• **YOUR INSTRUCTIONS**: Type out the data exactly as given. Skip any image.

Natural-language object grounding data
☆ ☆ ☆

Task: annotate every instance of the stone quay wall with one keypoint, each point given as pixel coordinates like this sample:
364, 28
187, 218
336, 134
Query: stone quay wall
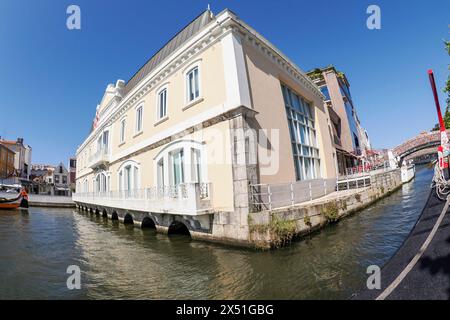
271, 229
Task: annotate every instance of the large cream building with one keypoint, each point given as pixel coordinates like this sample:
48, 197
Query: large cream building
217, 111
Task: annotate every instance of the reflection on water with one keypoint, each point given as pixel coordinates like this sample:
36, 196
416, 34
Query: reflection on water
123, 262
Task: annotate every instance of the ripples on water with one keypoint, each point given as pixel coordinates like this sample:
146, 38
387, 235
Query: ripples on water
122, 262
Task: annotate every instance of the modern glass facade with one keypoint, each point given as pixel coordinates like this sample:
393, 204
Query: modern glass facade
350, 116
303, 135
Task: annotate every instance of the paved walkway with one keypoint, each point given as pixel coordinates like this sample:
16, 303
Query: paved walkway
50, 201
429, 278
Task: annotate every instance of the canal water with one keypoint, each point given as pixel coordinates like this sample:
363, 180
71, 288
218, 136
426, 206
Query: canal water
124, 262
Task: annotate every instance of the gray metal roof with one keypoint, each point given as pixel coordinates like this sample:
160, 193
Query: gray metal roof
177, 41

☆ ☆ ☆

• **RESPONSE BOX**:
Task: annotate every instance of the stone quay wall with one keypoint, each point given as pixel coordinates like this sample:
364, 28
187, 218
336, 134
Query: stone quay wall
271, 229
Task: annotate every instance of the large cream building with one keypoint, each point given as pixel coordinates like this sample:
48, 197
Query: large cream building
217, 111
Task: annotate every instance of the reflection on water with one keypoint, each point given as pixel coordinates like this sample:
36, 196
416, 34
Query: reflection on water
123, 262
Task: annotate every instance of the ripples on water with one keypoint, each point given as pixel coordinates like this sample:
146, 38
387, 235
Query: ripples on water
122, 262
Task: annotate every instance of the modern glass facade with one keypoint, each point given as pixel coordinates like this sample:
393, 204
Query: modern glass facade
350, 116
303, 135
Task: annotate every instance of the paved walkway with one keypoint, each point given as pixel coordinates like this sample:
16, 303
Query: paved walkway
50, 201
429, 278
Task: annotate every instance of the canal water with one keypoint, each point given as pixel coordinates like this sample:
363, 180
71, 288
218, 136
426, 206
Query: canal water
124, 262
Task: annotate every instance of the gray metal roof with one keypoint, each point given as pixel coordinates like this sample:
160, 193
Query: gray metal roof
177, 41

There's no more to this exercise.